### Task description
In the data below, how many lines contain the string "instance"? Reply with the number only.

### Dataset entries
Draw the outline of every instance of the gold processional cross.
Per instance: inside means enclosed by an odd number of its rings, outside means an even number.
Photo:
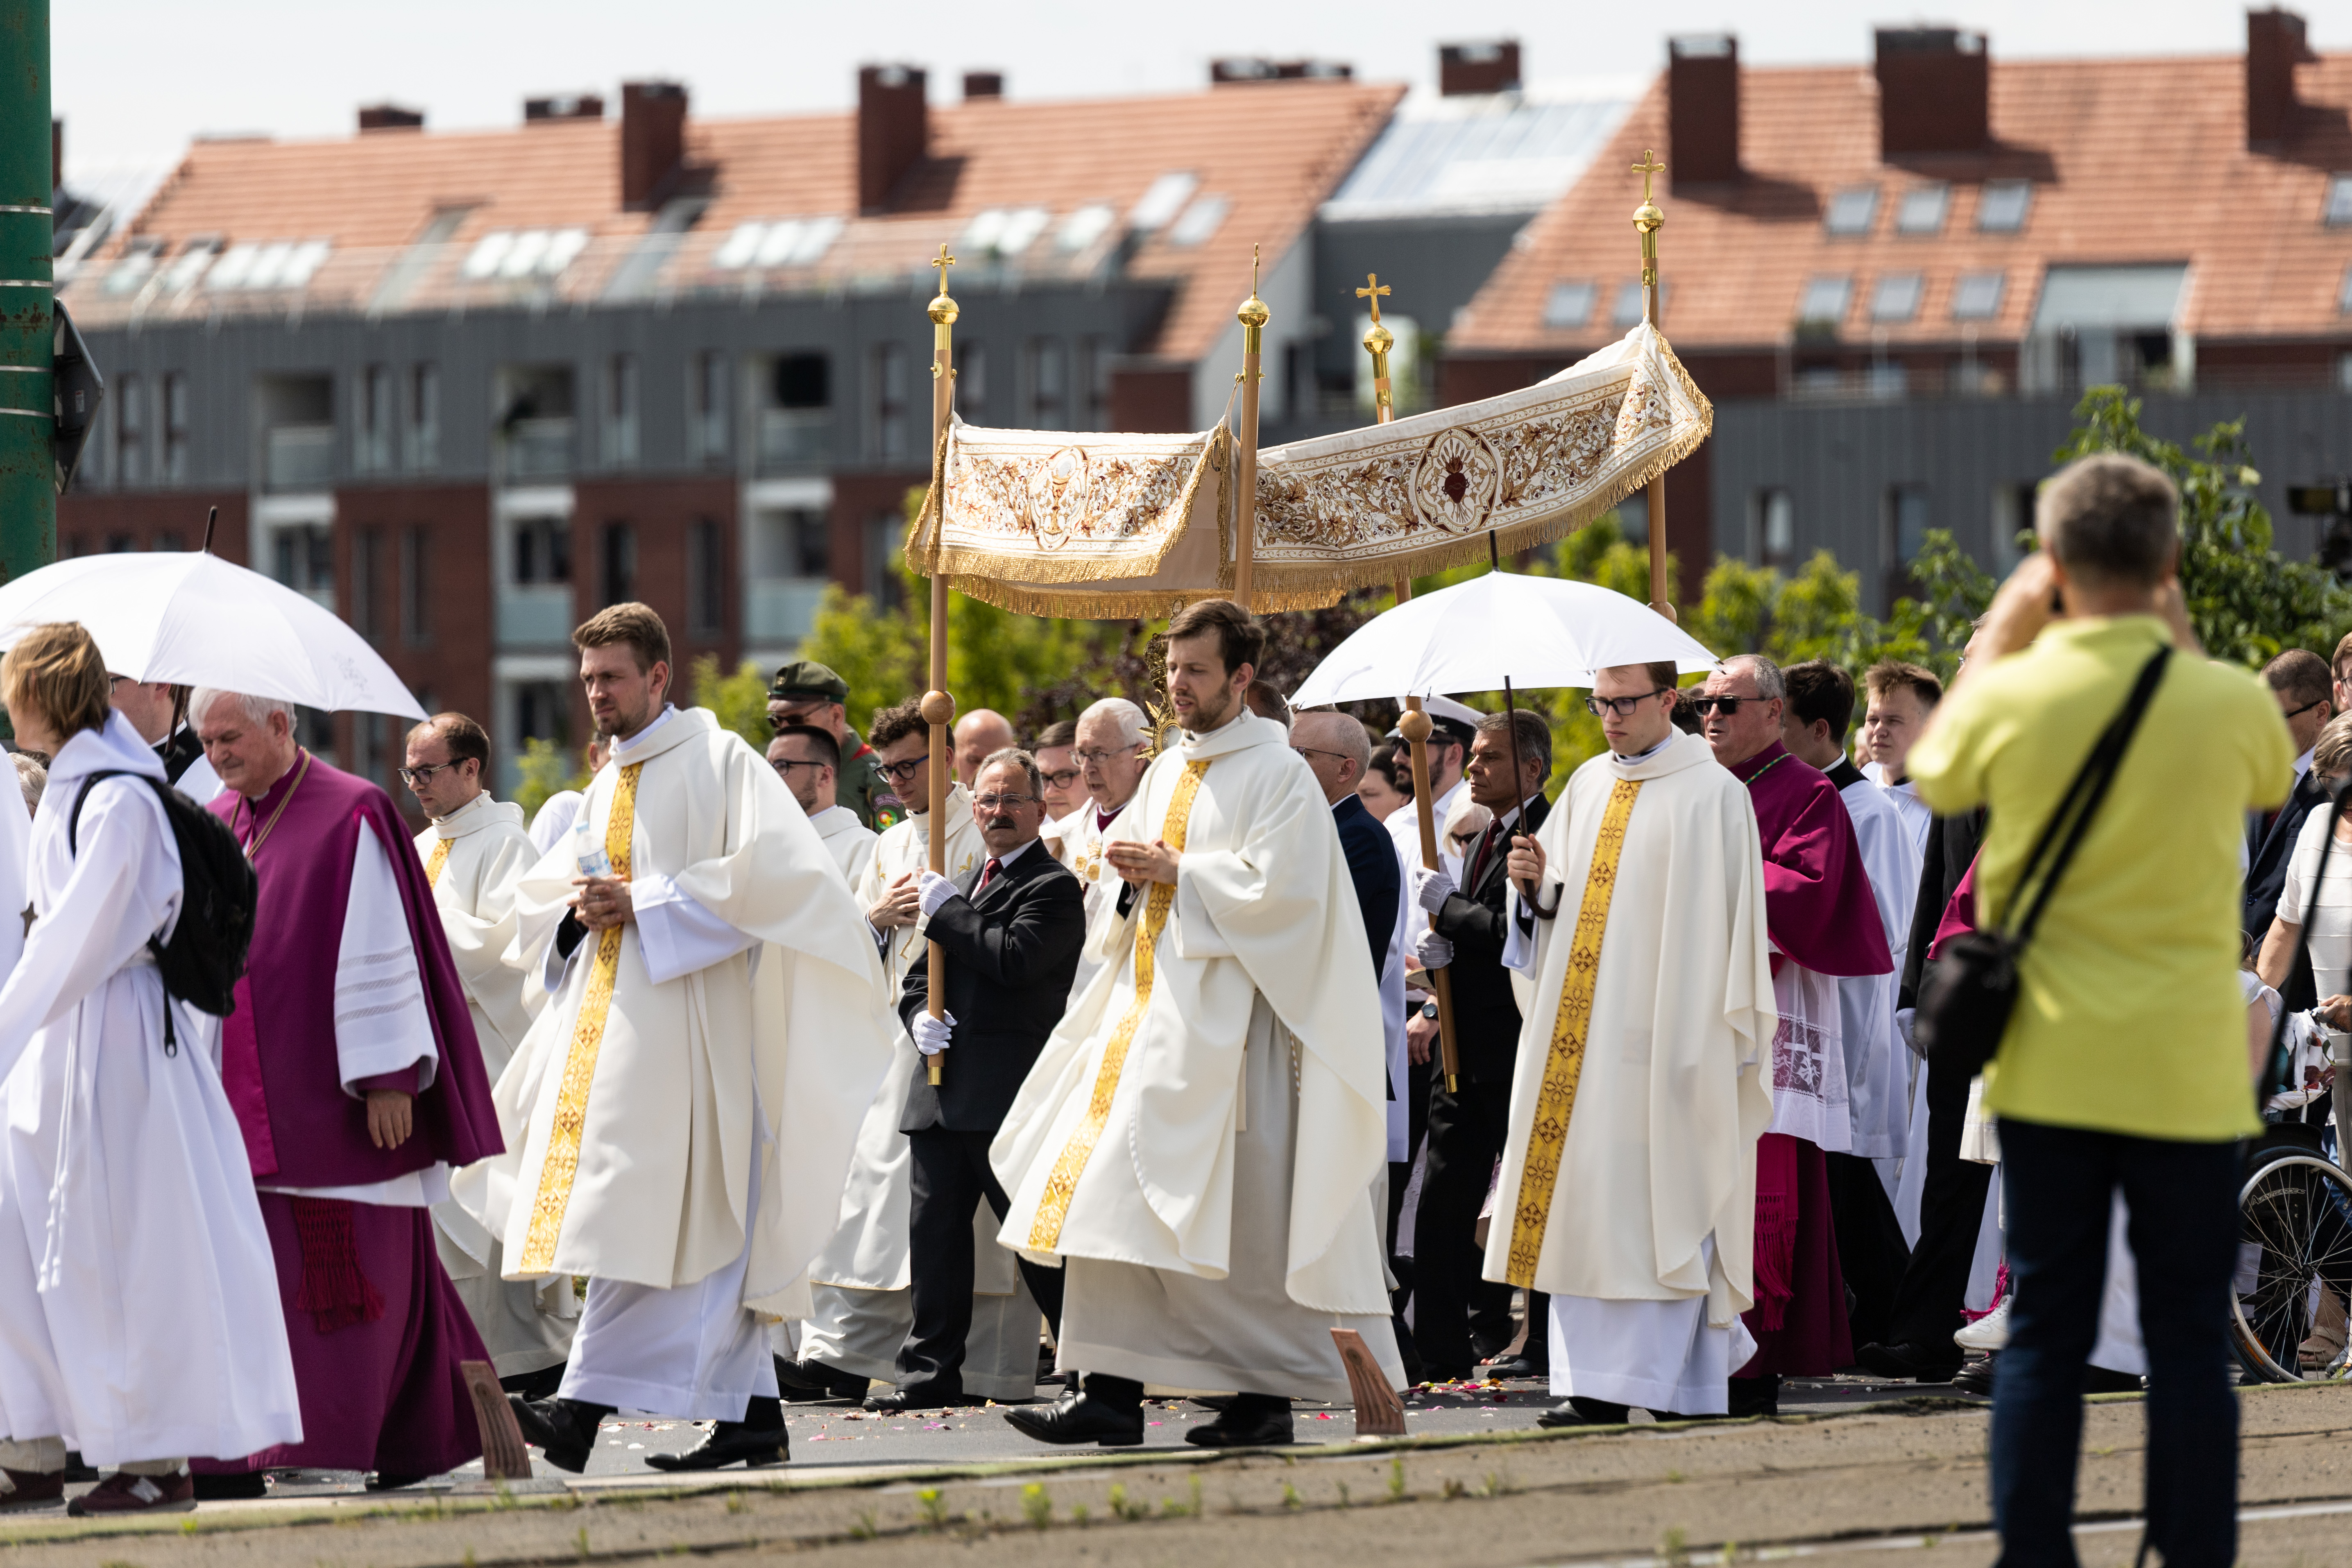
[[[942,294],[948,291],[948,268],[955,264],[956,258],[948,254],[948,247],[945,245],[941,245],[939,255],[931,258],[929,265],[939,268],[940,292]]]
[[[1633,165],[1633,173],[1642,176],[1642,200],[1643,202],[1646,203],[1650,199],[1650,176],[1653,174],[1663,174],[1665,172],[1666,166],[1658,162],[1657,153],[1652,152],[1647,147],[1643,148],[1642,161]],[[942,245],[940,247],[940,249],[941,251],[945,251],[947,247]]]
[[[1372,325],[1377,327],[1381,324],[1381,296],[1389,291],[1389,286],[1381,281],[1377,272],[1365,273],[1364,282],[1367,287],[1357,289],[1356,298],[1372,302]]]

### Task result
2